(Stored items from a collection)
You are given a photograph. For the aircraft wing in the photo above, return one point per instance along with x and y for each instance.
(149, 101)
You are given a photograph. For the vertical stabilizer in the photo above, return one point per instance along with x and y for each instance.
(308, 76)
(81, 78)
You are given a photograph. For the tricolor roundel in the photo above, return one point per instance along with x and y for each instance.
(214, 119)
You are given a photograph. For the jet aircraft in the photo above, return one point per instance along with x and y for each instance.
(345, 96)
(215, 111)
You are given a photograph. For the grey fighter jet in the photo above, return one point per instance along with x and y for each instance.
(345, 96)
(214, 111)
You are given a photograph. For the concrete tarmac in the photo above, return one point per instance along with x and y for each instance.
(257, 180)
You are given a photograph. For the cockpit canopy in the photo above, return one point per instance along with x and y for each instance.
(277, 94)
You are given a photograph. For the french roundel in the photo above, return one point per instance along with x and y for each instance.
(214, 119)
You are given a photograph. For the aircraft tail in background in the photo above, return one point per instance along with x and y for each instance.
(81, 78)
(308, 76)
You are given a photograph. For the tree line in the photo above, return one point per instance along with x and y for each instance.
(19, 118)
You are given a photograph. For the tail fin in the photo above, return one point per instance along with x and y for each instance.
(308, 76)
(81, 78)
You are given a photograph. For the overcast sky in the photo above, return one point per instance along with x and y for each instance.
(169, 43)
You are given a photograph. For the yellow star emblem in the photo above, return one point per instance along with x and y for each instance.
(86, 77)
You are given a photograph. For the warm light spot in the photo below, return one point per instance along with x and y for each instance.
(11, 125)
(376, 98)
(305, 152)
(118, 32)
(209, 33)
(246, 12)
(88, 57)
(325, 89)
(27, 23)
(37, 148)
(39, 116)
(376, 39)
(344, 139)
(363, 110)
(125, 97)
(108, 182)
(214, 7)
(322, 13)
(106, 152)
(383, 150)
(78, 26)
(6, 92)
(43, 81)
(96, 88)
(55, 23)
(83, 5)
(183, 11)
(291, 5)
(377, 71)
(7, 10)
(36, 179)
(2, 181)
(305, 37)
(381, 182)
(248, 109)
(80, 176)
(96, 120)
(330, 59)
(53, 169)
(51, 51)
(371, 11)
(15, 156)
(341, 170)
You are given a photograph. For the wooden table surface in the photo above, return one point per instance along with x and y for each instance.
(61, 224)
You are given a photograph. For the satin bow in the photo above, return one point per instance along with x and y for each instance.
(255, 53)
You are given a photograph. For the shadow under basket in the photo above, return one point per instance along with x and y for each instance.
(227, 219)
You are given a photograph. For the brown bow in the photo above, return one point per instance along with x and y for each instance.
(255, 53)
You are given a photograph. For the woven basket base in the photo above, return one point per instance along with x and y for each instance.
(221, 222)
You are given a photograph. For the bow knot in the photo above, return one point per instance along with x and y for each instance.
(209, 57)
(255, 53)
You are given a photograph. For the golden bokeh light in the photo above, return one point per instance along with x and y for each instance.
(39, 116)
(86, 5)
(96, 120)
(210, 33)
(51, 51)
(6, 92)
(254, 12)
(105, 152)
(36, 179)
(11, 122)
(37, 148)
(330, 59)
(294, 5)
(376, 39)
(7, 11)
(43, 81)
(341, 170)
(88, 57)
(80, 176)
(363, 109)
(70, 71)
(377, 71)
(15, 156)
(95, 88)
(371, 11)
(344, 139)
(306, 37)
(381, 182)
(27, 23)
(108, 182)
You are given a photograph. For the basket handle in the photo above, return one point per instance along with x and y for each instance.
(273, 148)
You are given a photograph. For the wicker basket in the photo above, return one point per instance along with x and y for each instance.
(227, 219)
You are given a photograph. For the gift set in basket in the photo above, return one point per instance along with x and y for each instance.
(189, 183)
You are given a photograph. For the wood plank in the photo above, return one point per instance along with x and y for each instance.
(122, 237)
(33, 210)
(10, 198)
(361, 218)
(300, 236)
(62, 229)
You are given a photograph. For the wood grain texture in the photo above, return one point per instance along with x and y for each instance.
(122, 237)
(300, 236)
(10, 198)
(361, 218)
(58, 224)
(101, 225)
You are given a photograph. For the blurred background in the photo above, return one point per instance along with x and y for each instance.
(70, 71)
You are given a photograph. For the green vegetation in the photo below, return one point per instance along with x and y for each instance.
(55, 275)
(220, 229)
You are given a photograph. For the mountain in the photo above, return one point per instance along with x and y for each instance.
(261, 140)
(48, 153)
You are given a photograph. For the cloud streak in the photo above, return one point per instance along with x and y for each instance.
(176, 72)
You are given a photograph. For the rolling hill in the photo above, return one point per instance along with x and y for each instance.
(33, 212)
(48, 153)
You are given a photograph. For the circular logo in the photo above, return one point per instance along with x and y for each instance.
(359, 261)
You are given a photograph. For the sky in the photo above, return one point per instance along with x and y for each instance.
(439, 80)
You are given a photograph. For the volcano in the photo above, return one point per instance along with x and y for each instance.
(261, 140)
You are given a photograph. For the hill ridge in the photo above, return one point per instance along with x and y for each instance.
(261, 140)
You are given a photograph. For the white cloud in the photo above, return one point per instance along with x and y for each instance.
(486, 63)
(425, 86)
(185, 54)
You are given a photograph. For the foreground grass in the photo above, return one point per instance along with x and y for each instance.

• YOUR ASSIGNMENT:
Output each entry exactly as written, leaving none out.

• THE ANSWER:
You are given a photograph. For the aircraft wing in the photo above, return one point per instance along with x and y for each instance.
(149, 101)
You are given a photograph. For the vertical stabilizer in the photo above, return one point per instance along with x and y for each instance.
(308, 76)
(81, 78)
You are given a photograph. For the tricolor roundel in the photo above, return one point per instance along with x and y for each instance.
(214, 119)
You are given a photograph. For the jet aircraft in the photo above, return one point per instance along with x and y for each instance.
(345, 96)
(215, 111)
You are given a photograph. For the grey fighter jet in the photo above, return one point per instance along with x and y for each instance.
(345, 96)
(214, 111)
You are given a photograph. For the concrete tarmac in the photo above, return one point per instance along with x and y for each instance.
(257, 180)
You are given a photograph. For the cockpit canopy in the photo above, return one point per instance along with x and y for each instance.
(277, 94)
You are given a photograph. For the french roundel in the photo above, return one point per instance along with x and y for each instance.
(214, 119)
You are given a photograph. For the aircraft tail in background in the photo above, return one point per instance along with x and y for each instance.
(81, 78)
(308, 76)
You are given a photograph. For the tree line in the photo above, return one point per instance along with x and y for each instance.
(19, 118)
You are given a photograph. For the tail fin in the photo above, return one point per instance along with x and y for each instance.
(308, 76)
(81, 78)
You are given a photograph. For the overcast sky in the photo above, return one point per instance along with x and y for each instance.
(169, 43)
You are given a photograph. For the yellow star emblem in the photo above, return one point per instance along with x and y for each instance.
(86, 77)
You are given a photograph. For the warm light spot in the photo below, return one point per instance along with x and y for each instance.
(11, 125)
(376, 98)
(305, 152)
(118, 32)
(209, 33)
(246, 12)
(88, 57)
(325, 89)
(27, 23)
(37, 148)
(39, 116)
(376, 39)
(344, 139)
(363, 110)
(125, 97)
(108, 182)
(214, 7)
(322, 13)
(106, 152)
(383, 150)
(78, 26)
(6, 92)
(43, 81)
(96, 88)
(55, 23)
(83, 5)
(183, 11)
(291, 5)
(377, 71)
(7, 10)
(36, 179)
(2, 181)
(305, 37)
(381, 182)
(248, 109)
(80, 176)
(96, 120)
(330, 59)
(53, 169)
(51, 51)
(371, 11)
(15, 156)
(341, 170)
You are given a photograph. For the wooden table surface in the photo above, return one point per instance along with x and y for each instance.
(61, 224)
You are given a photograph. For the satin bow in the photo above, return one point per instance along with x and y for each instance.
(255, 53)
You are given a photograph. For the shadow under basket in the photo above, return one point per instance along with x and y for each instance.
(227, 219)
You are given a photograph. For the brown bow in the photo above, return one point per instance along with x and y for each instance.
(255, 53)
You are given a photograph. For the woven basket base in the photo above, return one point per instance along with x and y for each instance.
(221, 222)
You are given a photograph. For the bow knot in the photo above, return one point per instance along with x and y for each instance.
(209, 57)
(255, 53)
You are given a photograph. For the golden bokeh light in the photo above, return one point per instance along with x and y for each instance.
(39, 116)
(86, 5)
(96, 120)
(210, 33)
(51, 51)
(6, 92)
(254, 12)
(105, 152)
(36, 179)
(11, 122)
(37, 148)
(330, 59)
(294, 5)
(376, 39)
(7, 11)
(43, 81)
(341, 170)
(88, 57)
(80, 176)
(363, 109)
(70, 71)
(377, 71)
(15, 156)
(95, 88)
(371, 11)
(344, 139)
(306, 37)
(381, 182)
(27, 23)
(108, 182)
You are given a photograph. For the basket handle in the photo above, return one point per instance along with x and y for each instance.
(273, 148)
You are given a photograph. For the wicker basket in the photo above, return one point per instance along with x and y for each instance.
(227, 219)
You are given a photograph. For the gift set in basket in the photo above, return one point per instance along with x and y for each instance.
(189, 183)
You are given a photograph. For the wood plank in the photo above, return one point per instance along with x and y for each instance.
(122, 237)
(33, 210)
(10, 198)
(361, 218)
(300, 236)
(62, 229)
You are given a photograph. For the wood grain texture in the photo above, return one point per instance along with x and y for each instance.
(122, 237)
(300, 236)
(10, 198)
(361, 218)
(58, 224)
(101, 225)
You are given a photograph. For the blurred background in the photo above, return one point per instance along with x and y for each instance.
(70, 71)
You are given a photograph. For the green vegetation in the photo below, return one point per instance along with x and y for each instance.
(55, 275)
(220, 229)
You are given a photograph. For the mountain in the photo above, return one point per instance along with x and y for each instance.
(261, 140)
(48, 153)
You are given a photograph. For the cloud streak in the photo above, return one point per instance along with x and y for each instance.
(176, 72)
You are given a photograph. For the rolling hill in the photo above, return one point per instance along with x and y for each instance.
(33, 212)
(48, 153)
You are given a photograph. For the circular logo in the photo above, return one point per instance along with x and y for each instance.
(359, 261)
You are given a photograph. For the sky in the photo above, return one point per instance along with x and y for each instance.
(439, 80)
You are given a photograph. For the volcano in the photo above, return one point per instance along with x and y for each instance.
(261, 140)
You are given a photograph. For the hill ridge in the photo above, return one point per instance along with x and y for each instance.
(261, 140)
You are given a photograph. For the white cloud in the photo above, return one point per instance along with x and y for each instance.
(486, 63)
(425, 86)
(185, 54)
You are given a photograph. For the foreground grass in the photo above, return one point per instance along with x and y for each instance.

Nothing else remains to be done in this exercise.